### PASSAGE GIVEN
- - -

Higgs hints he may eliminate language commissioner position
Premier says role is ‘very negative,’ while cabinet minister Shephard says input should be ‘valued’
Premier Blaine Higgs is hinting his government will eliminate the position of commissioner of official languages when it updates the province's language legislation next spring.
Higgs told reporters it's possible another government entity, such as a proposed official languages secretariat under his authority, would do a better job promoting bilingualism than the commissioner.
"It is a very negative office, usually finding fault with one person or another, and you wonder to what extent has it provided a meaningful way to move forward?" Higgs said of the commissioner's role, which has existed since 2003.
The mandate of the independent watchdog position is to field complaints from New Brunswickers who feel they haven't received government services in the official language of their choice, as required by the Official Languages Act.
The position has no enforcement power. Governments are free to ignore a commissioner's recommendations.
The role also includes promoting awareness of the merits of bilingualism in the province.
Higgs said some of the commissioner's tasks could be moved to a new entity, such as a secretariat within the government.
"What can we do in a secretariat that would be maybe what the official languages commissioner should be, or could be, doing as part of their mandate? I'm talking about marketing and promotion and awareness."
Acadian Society of New Brunswick president Alexandre Cédric Doucet said the comments are alarming to francophones who look to the commissioner to monitor government's compliance with the act.
"It is pretty clear from our understanding that he wants to abolish the office," he said. "He has to reassure the Acadian and francophone community that he won't do it."

- - -

### EXTRACTED ENTRIES
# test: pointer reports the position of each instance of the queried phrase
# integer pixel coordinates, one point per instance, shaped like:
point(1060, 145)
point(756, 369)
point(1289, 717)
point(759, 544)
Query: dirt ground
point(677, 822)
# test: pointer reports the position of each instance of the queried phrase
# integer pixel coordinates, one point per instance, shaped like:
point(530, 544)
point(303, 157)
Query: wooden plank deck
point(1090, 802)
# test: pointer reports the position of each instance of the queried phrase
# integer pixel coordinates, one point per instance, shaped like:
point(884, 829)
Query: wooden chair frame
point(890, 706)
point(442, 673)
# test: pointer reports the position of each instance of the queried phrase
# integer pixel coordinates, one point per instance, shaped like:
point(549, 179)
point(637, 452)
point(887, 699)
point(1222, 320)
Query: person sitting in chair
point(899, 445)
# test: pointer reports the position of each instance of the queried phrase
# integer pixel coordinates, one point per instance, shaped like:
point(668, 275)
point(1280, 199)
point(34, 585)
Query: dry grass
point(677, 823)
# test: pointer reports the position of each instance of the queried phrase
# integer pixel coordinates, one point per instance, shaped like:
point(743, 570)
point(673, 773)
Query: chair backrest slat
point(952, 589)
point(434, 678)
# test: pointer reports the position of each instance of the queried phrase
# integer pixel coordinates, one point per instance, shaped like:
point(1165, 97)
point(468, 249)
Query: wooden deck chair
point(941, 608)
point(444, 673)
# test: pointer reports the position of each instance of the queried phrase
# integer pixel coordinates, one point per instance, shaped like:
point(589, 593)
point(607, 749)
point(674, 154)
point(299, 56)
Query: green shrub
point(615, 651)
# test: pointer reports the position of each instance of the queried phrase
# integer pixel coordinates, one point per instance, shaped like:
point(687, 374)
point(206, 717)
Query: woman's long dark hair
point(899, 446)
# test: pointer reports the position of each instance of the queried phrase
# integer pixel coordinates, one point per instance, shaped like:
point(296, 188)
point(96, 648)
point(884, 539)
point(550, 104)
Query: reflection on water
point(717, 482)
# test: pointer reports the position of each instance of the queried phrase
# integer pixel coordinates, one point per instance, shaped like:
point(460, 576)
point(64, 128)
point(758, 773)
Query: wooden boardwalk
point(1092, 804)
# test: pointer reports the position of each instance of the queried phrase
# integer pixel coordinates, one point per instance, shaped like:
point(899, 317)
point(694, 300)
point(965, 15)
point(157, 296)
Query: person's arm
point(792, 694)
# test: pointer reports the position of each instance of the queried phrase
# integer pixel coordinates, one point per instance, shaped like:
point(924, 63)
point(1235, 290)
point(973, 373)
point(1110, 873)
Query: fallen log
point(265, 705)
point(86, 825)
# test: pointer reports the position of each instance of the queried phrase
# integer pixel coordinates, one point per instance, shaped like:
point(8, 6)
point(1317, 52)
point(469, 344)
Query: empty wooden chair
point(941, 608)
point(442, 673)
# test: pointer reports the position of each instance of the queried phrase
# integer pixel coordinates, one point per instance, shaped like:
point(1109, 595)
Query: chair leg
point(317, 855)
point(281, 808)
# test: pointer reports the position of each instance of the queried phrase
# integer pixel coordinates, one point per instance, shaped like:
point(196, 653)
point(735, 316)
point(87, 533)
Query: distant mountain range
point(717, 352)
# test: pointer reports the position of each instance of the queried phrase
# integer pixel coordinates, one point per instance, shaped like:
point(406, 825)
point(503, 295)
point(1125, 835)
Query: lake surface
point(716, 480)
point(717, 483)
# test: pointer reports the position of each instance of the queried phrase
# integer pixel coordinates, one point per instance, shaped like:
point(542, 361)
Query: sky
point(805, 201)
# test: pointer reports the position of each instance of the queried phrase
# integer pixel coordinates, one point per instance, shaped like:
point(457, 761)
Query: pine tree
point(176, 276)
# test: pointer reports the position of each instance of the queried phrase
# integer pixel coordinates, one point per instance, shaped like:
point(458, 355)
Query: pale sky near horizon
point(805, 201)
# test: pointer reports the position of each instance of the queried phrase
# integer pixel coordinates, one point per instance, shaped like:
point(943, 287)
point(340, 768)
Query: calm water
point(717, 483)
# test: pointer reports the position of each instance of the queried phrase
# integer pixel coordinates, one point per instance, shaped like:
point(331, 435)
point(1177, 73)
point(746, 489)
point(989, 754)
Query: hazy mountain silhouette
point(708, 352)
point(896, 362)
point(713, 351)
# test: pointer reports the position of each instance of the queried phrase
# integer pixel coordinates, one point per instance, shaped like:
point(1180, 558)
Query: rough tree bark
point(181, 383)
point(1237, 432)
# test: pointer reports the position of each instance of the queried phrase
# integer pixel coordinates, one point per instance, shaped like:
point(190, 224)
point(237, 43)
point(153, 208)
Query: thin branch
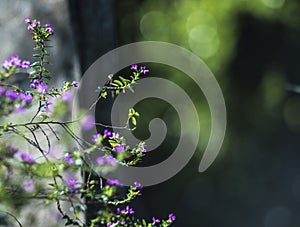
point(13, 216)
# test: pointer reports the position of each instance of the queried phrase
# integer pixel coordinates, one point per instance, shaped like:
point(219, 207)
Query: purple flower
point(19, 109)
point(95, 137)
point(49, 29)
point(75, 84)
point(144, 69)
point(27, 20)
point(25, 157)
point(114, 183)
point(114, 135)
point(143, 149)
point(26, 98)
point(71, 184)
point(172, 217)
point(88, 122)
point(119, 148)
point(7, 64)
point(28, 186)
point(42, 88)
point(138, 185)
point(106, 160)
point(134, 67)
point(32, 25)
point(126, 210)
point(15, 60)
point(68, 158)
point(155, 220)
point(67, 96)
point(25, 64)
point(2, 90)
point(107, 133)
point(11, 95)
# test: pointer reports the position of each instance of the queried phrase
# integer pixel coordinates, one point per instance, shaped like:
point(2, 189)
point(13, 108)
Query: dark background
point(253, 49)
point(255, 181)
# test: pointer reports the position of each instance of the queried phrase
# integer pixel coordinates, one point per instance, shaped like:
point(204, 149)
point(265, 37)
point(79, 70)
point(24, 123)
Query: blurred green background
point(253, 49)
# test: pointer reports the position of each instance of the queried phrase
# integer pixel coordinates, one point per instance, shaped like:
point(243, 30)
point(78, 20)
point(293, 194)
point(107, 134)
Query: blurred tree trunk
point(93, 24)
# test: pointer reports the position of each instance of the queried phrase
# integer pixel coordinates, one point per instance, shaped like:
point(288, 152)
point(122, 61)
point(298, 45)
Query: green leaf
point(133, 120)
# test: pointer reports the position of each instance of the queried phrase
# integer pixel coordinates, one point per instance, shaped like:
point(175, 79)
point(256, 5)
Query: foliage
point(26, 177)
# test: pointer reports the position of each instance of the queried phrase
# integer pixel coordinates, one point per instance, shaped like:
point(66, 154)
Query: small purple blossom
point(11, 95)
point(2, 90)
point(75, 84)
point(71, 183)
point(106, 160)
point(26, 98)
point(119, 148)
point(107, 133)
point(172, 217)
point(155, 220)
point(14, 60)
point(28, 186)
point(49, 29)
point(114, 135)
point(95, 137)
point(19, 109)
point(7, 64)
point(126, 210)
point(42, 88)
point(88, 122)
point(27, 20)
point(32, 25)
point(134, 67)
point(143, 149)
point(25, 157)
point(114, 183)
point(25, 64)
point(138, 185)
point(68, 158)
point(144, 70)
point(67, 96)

- - -

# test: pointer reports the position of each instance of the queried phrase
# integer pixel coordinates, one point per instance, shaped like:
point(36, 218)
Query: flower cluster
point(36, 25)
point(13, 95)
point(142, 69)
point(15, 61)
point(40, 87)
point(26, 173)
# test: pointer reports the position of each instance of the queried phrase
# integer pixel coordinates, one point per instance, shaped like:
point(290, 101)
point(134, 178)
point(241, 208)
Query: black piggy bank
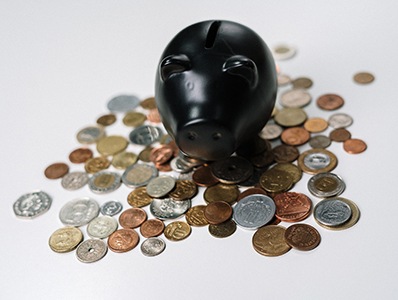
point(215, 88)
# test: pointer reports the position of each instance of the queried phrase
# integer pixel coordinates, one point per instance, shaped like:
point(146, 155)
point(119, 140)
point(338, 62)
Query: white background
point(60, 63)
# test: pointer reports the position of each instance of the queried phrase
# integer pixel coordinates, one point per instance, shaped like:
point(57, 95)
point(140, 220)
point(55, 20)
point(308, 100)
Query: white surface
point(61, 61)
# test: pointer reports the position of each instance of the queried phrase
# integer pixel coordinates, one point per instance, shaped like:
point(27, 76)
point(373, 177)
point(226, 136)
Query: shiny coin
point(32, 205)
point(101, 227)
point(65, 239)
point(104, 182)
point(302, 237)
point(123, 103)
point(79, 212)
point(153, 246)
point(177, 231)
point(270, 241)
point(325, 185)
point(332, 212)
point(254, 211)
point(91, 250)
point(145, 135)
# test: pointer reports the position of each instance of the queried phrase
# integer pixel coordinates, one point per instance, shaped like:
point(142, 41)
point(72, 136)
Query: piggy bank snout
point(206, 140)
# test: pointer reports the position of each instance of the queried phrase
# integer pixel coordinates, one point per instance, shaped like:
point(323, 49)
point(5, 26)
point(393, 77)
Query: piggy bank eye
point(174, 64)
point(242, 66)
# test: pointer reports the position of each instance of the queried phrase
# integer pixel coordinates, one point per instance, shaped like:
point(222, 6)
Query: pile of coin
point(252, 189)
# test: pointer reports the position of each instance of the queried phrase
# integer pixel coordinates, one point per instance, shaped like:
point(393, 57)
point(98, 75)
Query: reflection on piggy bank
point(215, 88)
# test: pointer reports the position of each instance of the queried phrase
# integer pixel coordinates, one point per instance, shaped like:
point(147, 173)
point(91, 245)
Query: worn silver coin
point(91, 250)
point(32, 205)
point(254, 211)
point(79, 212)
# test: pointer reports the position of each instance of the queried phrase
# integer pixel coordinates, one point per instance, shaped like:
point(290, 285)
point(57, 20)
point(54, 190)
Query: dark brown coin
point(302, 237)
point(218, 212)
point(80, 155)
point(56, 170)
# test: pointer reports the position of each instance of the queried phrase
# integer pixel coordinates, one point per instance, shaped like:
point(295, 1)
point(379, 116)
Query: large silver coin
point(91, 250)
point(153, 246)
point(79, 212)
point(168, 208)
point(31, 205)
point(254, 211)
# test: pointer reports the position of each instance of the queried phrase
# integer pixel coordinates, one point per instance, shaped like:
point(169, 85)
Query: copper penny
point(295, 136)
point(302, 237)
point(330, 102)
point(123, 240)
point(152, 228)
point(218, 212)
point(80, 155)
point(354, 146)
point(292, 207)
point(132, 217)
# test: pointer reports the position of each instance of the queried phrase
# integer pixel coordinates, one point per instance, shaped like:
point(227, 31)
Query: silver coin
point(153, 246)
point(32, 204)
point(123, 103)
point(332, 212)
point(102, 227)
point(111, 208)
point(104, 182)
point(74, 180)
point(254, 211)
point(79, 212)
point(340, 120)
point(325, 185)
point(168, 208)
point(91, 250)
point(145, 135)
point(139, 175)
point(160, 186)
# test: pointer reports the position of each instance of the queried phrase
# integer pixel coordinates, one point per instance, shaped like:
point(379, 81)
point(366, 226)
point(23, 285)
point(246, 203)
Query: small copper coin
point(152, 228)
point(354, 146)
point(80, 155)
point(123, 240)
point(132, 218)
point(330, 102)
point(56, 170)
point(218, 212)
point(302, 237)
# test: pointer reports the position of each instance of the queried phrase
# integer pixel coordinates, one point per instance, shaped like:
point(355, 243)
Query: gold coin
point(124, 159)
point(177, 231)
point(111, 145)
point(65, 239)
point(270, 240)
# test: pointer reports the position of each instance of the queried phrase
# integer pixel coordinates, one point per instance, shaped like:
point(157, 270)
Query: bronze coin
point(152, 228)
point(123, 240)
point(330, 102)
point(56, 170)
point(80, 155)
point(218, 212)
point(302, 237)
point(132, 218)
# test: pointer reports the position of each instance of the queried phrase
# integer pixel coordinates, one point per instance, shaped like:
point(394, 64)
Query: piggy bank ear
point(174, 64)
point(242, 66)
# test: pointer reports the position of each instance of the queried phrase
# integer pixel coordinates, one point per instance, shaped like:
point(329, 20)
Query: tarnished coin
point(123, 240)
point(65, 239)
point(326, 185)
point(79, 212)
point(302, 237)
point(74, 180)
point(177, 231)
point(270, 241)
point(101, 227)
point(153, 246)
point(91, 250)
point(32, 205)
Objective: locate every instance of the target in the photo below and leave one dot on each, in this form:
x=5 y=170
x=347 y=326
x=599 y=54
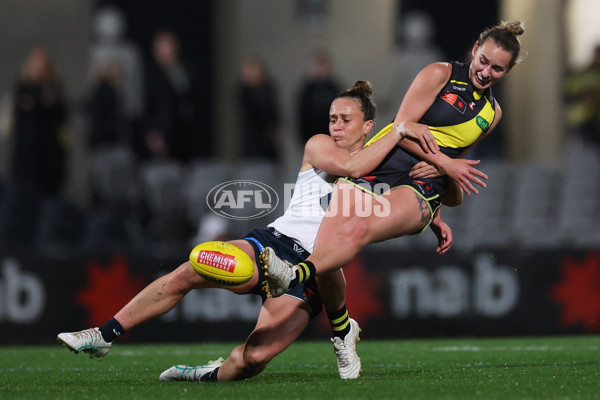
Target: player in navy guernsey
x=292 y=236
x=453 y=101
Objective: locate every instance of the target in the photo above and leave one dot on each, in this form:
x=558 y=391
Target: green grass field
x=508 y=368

- - -

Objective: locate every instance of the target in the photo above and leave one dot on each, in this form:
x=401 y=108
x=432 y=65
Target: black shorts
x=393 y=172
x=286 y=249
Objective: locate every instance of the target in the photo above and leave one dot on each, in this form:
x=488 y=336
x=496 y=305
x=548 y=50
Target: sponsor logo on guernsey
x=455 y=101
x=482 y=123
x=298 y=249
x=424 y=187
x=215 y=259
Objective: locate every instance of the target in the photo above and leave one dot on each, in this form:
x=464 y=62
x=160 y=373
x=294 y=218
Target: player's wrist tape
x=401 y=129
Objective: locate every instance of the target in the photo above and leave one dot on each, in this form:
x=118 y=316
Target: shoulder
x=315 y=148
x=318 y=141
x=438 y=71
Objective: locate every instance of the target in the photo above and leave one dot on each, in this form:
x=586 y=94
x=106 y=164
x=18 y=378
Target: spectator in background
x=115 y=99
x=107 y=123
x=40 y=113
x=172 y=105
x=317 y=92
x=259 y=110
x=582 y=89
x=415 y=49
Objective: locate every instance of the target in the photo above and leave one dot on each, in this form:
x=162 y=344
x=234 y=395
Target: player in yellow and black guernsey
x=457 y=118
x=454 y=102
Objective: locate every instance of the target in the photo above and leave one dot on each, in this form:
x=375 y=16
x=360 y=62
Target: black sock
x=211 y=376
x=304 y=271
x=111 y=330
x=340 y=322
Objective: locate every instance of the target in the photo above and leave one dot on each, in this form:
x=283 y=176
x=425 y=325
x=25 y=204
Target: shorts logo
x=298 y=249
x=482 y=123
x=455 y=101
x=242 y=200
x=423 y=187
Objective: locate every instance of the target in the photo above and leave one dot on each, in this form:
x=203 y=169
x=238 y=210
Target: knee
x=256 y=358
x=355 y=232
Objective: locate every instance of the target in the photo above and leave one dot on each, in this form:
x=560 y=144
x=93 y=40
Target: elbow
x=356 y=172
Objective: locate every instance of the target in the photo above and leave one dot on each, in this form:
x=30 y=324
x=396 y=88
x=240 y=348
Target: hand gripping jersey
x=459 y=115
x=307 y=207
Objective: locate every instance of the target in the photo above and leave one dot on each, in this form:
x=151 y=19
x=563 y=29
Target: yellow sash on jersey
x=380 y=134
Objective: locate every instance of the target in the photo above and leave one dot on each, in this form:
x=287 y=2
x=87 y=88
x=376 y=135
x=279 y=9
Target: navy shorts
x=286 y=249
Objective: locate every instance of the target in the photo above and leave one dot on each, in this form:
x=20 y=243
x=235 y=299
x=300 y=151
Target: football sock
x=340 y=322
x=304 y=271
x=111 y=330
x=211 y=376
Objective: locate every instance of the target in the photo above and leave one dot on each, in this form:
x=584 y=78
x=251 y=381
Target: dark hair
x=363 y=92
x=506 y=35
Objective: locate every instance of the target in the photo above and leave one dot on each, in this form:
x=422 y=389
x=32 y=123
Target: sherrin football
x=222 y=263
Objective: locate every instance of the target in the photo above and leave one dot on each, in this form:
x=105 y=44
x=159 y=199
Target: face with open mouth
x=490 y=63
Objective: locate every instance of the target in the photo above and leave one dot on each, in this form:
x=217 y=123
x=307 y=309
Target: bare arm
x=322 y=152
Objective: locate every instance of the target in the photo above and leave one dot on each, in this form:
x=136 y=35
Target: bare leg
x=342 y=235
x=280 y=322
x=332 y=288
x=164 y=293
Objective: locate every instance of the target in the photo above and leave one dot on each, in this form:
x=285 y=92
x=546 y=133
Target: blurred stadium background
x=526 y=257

- - -

### REQUIRED TASKS
1. Name every person the article mentions by name.
2. Copy the part of the article that opens with the words "Higgs told reporters" and closes with "in the province.", renaming "bilingualism" as "linguistic duality" wherever it occurs.
Work from the article alone; the listing plays no part.

### SOLUTION LIST
1.
- Blaine Higgs
- Shephard
- Alexandre Cédric Doucet

2.
Higgs told reporters it's possible another government entity, such as a proposed official languages secretariat under his authority, would do a better job promoting linguistic duality than the commissioner.
"It is a very negative office, usually finding fault with one person or another, and you wonder to what extent has it provided a meaningful way to move forward?" Higgs said of the commissioner's role, which has existed since 2003.
The mandate of the independent watchdog position is to field complaints from New Brunswickers who feel they haven't received government services in the official language of their choice, as required by the Official Languages Act.
The position has no enforcement power. Governments are free to ignore a commissioner's recommendations.
The role also includes promoting awareness of the merits of linguistic duality in the province.